=== The input ===
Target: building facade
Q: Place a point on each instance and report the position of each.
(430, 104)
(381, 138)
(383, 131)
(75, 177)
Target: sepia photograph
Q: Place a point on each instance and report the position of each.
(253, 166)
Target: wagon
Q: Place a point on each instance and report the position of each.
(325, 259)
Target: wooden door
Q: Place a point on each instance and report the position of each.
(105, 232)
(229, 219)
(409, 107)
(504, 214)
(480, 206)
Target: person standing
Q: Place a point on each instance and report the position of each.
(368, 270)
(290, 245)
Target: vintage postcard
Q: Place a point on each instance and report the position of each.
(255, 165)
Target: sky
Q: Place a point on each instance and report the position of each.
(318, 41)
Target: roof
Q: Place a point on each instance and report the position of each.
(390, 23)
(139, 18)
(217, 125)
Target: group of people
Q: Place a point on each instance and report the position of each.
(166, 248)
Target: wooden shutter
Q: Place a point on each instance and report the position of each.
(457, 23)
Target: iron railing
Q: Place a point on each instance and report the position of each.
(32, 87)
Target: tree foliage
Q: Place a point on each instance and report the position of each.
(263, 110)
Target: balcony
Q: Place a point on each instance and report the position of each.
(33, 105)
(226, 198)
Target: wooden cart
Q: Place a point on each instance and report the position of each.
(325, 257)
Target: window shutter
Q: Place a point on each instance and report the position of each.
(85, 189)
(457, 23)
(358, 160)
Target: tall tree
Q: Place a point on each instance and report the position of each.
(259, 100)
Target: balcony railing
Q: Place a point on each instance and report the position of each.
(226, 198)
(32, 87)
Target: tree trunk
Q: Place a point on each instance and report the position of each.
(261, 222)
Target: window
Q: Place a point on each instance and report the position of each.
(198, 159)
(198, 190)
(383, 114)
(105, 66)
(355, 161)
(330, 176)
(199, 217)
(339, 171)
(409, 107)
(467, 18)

--

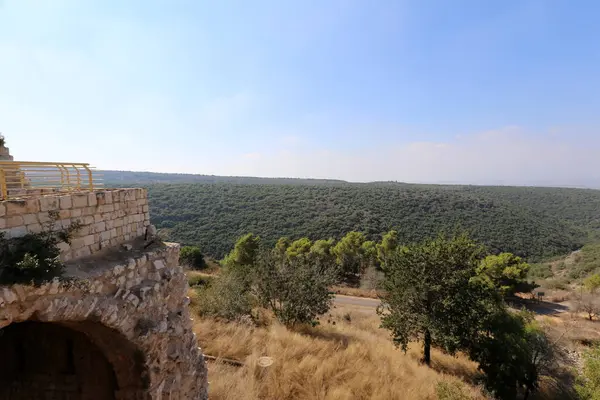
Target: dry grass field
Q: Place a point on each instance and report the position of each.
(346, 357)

=== Task objective ===
When a line in the material above includes the word "wooden", copy that line.

=== Output for this task ===
Target: wooden door
Target: wooden shutter
Target: wooden cart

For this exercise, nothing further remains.